(Document)
===============
All had been going relatively smoothly that fateful night until she erupted in a fit of, what I can only describe as Apples to Apples induced competitive rage. For the uninitiated, Apples to Apples, is a game where one selects a card from their hand that best describes the preselected noun, thus comparing apples to apples. I was accused, as well as my friend, in complete sincerity, of creating a mass conspiracy to have her lose and creating an unfair and unbalanced party game environment. I realized I was living in crazy town. To be honest I don't really remember the details of what was said. I just remember my chest feeling incredibly heavy. I knew that someday something like this would occur and all I could do was watch like a very real violent torpedo of truth. My peacekeeping instincts were useless, totally blunt. My only real memory of that night was when I saw my 15-year-old brother, crying, really shaken. He just gave me a hug and said, "I don't know how you can do it". It is easy to vilify someone, but with the help of many well trained mental health providers and a few of those Chicken Soup for The Soul books, I now realize that what happened that night was inevitable and she had reached her breaking point.

But at that time, in that combat zone of intense conflict, I still didn't have that "moment."

The moment I knew came directly after the dust had settled. Sanity had returned. The person I had married reemerged and for the first time I realized that I had married someone I cared for deeply, someone I considered a close, if not best, friend, but not someone I was going to be able to spend the rest of my life with. And that was the moment I knew.
===============
(Data shown)
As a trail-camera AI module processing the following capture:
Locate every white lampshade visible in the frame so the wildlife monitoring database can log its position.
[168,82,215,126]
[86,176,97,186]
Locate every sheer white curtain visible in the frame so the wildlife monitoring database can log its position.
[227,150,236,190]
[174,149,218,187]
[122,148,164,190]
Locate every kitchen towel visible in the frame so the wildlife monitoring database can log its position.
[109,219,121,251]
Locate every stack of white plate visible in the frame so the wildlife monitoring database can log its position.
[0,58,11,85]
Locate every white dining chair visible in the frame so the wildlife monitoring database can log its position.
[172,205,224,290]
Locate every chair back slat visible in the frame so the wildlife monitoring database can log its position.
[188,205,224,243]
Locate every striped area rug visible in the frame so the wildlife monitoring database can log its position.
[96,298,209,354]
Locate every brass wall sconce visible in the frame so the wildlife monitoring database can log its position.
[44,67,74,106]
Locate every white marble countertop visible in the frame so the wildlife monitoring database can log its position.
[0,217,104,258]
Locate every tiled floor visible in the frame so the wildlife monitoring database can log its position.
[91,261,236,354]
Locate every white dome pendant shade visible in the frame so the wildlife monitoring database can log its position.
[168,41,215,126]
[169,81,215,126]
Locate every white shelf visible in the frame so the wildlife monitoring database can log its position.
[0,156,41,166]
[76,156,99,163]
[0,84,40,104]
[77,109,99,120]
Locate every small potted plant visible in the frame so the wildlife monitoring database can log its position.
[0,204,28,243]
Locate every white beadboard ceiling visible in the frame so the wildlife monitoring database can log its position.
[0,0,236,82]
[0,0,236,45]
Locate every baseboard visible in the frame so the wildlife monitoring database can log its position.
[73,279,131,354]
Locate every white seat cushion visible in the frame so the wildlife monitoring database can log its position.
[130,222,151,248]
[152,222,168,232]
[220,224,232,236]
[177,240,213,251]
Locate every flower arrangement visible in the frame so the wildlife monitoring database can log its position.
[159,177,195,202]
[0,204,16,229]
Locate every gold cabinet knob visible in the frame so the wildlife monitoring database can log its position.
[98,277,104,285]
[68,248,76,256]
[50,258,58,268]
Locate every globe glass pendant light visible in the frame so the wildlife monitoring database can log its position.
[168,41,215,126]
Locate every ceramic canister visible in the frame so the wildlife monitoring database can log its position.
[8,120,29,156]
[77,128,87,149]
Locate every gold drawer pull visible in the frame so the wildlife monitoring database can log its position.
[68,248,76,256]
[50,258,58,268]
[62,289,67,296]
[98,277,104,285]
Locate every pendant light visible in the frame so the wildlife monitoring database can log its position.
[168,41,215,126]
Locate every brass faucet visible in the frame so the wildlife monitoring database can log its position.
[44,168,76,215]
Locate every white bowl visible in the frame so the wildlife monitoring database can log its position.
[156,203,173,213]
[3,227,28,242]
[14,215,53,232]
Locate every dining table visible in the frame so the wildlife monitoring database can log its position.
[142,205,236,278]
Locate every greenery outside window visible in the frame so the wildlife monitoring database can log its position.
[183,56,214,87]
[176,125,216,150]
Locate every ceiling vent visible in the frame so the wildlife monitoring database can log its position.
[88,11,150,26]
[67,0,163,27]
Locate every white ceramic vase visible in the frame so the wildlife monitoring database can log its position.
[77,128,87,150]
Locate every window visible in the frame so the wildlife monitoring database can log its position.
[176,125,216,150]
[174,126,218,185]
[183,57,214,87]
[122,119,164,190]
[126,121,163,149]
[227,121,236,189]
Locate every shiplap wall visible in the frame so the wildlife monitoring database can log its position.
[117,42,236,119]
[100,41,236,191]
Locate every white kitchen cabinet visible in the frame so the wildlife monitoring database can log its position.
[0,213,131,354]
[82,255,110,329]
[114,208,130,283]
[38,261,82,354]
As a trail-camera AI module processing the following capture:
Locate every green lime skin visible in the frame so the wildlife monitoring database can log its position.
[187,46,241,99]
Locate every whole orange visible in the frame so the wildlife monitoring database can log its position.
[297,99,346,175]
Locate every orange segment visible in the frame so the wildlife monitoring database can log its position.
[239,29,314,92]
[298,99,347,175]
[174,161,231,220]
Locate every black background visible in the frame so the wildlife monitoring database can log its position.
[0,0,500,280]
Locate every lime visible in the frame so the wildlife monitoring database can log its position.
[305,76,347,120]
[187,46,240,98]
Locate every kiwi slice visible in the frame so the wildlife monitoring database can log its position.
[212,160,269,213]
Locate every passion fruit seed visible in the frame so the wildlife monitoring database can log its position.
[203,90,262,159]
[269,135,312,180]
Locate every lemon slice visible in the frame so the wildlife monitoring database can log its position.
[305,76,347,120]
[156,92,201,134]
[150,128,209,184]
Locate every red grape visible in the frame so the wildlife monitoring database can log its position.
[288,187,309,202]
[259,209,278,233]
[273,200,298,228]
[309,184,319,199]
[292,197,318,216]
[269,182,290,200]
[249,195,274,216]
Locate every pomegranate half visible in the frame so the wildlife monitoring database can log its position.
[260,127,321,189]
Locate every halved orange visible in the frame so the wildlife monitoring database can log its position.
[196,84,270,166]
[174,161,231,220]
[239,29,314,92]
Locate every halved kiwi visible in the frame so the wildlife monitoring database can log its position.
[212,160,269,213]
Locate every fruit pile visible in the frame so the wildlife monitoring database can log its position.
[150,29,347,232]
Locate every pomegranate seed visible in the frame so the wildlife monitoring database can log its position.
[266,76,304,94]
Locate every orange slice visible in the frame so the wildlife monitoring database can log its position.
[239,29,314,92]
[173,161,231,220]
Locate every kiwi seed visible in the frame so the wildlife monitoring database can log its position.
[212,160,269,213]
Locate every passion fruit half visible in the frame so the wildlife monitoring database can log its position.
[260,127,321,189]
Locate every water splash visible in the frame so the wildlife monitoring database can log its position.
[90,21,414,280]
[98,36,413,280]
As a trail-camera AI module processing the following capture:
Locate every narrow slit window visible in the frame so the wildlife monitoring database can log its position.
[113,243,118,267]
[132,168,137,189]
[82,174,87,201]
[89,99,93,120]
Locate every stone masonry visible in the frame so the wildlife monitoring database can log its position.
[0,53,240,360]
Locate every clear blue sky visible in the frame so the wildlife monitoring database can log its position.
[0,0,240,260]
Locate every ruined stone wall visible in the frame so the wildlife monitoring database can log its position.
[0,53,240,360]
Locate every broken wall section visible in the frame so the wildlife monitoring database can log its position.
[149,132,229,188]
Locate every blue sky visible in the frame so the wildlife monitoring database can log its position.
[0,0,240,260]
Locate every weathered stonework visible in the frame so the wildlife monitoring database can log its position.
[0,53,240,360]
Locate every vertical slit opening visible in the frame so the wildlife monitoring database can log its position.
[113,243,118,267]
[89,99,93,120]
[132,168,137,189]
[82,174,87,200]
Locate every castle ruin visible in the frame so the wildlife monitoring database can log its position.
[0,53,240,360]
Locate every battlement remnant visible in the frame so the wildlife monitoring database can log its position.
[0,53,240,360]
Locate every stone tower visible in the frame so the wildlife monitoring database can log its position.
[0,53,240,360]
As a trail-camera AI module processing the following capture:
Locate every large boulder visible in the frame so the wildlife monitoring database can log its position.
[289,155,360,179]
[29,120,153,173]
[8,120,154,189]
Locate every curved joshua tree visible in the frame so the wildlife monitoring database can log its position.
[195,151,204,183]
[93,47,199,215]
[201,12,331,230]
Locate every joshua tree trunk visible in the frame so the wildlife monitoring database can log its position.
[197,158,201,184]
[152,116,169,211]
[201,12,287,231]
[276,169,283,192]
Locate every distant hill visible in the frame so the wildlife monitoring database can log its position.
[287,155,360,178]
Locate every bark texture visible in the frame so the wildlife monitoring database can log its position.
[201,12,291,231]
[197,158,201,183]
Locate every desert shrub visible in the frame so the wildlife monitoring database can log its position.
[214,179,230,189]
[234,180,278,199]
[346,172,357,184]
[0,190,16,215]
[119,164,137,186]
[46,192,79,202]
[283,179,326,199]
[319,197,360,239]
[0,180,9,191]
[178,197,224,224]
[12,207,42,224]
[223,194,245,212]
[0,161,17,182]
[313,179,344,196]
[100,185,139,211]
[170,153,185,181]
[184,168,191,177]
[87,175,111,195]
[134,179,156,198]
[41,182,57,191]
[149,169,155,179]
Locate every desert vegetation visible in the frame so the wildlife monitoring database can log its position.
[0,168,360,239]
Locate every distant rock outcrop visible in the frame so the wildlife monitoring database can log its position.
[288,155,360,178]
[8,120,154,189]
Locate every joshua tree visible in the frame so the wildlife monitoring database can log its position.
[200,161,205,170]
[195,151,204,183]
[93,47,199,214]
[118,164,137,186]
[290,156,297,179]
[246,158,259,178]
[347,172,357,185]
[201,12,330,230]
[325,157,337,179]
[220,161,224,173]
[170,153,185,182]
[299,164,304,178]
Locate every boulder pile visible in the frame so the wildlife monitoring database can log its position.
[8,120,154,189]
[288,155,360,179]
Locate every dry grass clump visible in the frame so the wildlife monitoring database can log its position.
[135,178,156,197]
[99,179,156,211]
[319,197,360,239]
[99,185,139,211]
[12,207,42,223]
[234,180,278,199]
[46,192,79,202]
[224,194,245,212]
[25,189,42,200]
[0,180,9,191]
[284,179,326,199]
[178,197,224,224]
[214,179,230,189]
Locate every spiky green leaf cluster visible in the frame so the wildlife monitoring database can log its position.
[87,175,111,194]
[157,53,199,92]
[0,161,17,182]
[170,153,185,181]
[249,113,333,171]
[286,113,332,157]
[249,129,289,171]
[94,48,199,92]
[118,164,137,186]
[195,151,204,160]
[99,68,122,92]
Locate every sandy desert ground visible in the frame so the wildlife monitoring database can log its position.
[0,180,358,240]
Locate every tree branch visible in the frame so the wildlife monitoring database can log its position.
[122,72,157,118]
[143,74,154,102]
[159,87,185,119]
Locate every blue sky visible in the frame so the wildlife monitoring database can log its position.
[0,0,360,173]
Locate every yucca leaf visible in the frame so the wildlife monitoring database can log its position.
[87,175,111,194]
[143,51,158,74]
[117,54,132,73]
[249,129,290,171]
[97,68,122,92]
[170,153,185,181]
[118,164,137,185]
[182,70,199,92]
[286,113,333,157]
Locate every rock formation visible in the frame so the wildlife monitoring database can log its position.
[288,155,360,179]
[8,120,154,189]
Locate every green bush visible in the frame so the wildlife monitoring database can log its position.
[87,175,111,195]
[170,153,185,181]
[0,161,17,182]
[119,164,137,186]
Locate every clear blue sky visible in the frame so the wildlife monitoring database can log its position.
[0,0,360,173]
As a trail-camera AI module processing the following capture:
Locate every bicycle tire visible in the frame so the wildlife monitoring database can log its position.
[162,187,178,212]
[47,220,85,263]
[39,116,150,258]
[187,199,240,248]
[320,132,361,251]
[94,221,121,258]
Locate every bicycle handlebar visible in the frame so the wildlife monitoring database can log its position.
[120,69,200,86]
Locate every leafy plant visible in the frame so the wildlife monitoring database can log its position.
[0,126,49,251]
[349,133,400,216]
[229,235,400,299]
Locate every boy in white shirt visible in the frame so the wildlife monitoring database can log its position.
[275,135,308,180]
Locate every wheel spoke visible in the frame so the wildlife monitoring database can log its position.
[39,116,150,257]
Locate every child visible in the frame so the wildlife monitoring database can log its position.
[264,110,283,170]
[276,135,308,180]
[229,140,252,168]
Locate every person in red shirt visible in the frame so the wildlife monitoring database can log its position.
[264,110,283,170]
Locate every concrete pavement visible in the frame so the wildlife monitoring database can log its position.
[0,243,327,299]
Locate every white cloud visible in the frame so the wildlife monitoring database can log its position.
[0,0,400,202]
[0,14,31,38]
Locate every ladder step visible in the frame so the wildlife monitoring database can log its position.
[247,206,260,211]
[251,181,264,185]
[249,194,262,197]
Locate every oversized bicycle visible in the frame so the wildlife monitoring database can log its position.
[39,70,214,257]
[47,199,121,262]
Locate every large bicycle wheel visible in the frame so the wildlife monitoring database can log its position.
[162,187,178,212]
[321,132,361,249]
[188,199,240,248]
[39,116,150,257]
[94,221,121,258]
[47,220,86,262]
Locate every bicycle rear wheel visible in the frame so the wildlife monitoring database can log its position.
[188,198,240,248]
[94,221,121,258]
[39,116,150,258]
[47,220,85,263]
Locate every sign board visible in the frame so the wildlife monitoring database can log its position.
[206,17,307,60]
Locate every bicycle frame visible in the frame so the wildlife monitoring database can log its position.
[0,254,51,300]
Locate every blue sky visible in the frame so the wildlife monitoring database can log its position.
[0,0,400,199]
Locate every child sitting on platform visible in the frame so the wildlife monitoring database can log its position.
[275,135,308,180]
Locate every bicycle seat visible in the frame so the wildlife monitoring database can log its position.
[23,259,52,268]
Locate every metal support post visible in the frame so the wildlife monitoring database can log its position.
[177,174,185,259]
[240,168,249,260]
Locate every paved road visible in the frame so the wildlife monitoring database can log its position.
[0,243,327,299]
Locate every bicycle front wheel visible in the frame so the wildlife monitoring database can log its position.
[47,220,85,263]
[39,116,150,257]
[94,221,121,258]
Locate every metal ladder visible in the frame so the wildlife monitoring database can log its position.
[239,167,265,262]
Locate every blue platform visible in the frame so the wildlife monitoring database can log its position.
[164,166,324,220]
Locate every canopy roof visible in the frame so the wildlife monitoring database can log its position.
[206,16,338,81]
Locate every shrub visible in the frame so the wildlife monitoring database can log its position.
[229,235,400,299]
===============
(The request) For each statement, answer yes or no according to the game-night passage, and quote the words from it that settle the question. (a) The narrator's 15-year-old brother cried that night. (b) The narrator remembers the details of what was said during the argument. (c) The moment the narrator knew came in the middle of the conflict.

(Full solution)
(a) Yes: "I saw my 15-year-old brother, crying, really shaken."
(b) No: "To be honest I don't really remember the details of what was said."
(c) No: "The moment I knew came directly after the dust had settled."